Task details ->
Your answer must be an exact copy of every record below.

Top of Data for this exercise

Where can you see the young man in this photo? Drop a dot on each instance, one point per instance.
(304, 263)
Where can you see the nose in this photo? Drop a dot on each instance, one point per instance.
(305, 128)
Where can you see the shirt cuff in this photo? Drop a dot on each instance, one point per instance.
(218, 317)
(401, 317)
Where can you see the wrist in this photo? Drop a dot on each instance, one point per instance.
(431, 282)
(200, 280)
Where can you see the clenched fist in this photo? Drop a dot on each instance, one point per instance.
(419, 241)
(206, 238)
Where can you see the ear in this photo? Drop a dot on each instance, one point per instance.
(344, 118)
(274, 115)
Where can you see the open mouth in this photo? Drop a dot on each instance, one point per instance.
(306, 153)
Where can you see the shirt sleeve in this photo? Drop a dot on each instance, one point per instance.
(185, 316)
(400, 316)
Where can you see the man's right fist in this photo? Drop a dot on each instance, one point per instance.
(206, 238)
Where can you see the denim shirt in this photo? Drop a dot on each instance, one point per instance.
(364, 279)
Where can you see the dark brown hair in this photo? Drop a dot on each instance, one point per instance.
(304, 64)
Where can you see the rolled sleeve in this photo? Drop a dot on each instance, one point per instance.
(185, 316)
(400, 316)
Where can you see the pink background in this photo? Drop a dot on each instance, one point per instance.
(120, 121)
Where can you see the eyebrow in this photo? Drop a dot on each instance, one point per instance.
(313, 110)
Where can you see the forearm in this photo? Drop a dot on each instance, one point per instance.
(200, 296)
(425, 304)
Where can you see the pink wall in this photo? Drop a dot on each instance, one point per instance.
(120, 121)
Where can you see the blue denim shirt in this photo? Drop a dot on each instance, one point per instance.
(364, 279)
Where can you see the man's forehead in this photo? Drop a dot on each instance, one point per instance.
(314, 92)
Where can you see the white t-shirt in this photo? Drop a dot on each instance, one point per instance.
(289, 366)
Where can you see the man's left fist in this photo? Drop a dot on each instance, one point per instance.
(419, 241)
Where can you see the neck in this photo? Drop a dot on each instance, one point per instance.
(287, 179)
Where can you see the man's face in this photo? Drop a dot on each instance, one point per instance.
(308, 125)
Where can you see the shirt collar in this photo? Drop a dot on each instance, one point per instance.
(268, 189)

Bottom of Data for this exercise

Response ->
Where can you see the young man in this photo? Drop a dot on each instance, one point per instance.
(304, 263)
Where can you see the nose in this photo? Drop a dot on each instance, one point per instance.
(305, 128)
Where can you see the shirt cuff in this photo? Drop a dot on each instance, one point per instance.
(218, 317)
(401, 317)
Where can you see the wrist in this photo? Drop a dot on each instance, one point per instance.
(431, 282)
(200, 280)
Where can you see the clenched fist in this photo? Drop a dot on each instance, one point per instance.
(419, 241)
(206, 238)
Where can you see the ear in this photo? Drop a dot on each instance, one point per instance.
(344, 118)
(274, 115)
Where can you see the open mouth in this photo? Drop a dot on each instance, one point per instance.
(306, 153)
Where can you see the shirt sleeve in this photo? Drop a dot on each instance, one point per instance.
(185, 316)
(400, 316)
Where can you see the man's right fist in this photo? Drop a dot on each instance, one point per instance.
(206, 238)
Where can you see the denim shirt in this photo? Drop a dot on each instance, one point per instance.
(364, 279)
Where can you see the dark brown hair in this photo? Drop a dot on each instance, one point per instance.
(304, 64)
Where can you see the rolled sleeve in this photo? Drop a dot on each instance, one point per instance.
(185, 316)
(400, 316)
Where can you see the pink background in this photo? Drop a dot on each instance, one point per instance.
(120, 121)
Where can you see the eyebrow in this photo? Drop a dot on each instance, one point per instance.
(313, 110)
Where can you see the forearm in this photo? Drop a dot on each instance, one point per instance.
(200, 296)
(425, 304)
Where can you see the pink wall in this photo? Drop a dot on each instance, one point per instance.
(120, 121)
Where can you see the blue denim shirt in this photo? Drop a dot on each instance, one point per instance.
(364, 279)
Where can you see the man's forehead in this photo? Drop a dot on each instance, one point per instance.
(314, 92)
Where can you see the white t-shirt in this photo? Drop a dot on each instance, one point per instance.
(289, 366)
Where can you see the man's left fist in this photo? Drop a dot on each instance, one point per instance.
(419, 241)
Where can you see the neck in this photo? Drop a dot on each instance, one point per instance.
(287, 179)
Where can you see the man's face in this photo? Drop a dot on each instance, one point per instance.
(308, 125)
Where can you see the shirt collar in this photo? Drop a dot on each instance, one point per instance.
(268, 189)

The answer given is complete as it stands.